Work instructions:
Arrange the lines below as a numbered list, leaving out any blank lines.

Record extracts:
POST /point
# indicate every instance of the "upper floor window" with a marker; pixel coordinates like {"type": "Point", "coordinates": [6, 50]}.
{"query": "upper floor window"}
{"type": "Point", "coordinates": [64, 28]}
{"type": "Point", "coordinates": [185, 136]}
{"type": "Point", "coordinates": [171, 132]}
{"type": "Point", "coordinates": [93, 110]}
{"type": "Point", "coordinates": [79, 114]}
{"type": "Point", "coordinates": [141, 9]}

Written reply:
1. POST /point
2. # indicate every instance of the "upper floor window" with a marker; pixel coordinates like {"type": "Point", "coordinates": [6, 50]}.
3. {"query": "upper floor window"}
4. {"type": "Point", "coordinates": [64, 28]}
5. {"type": "Point", "coordinates": [185, 136]}
6. {"type": "Point", "coordinates": [171, 132]}
7. {"type": "Point", "coordinates": [93, 110]}
8. {"type": "Point", "coordinates": [79, 114]}
9. {"type": "Point", "coordinates": [141, 9]}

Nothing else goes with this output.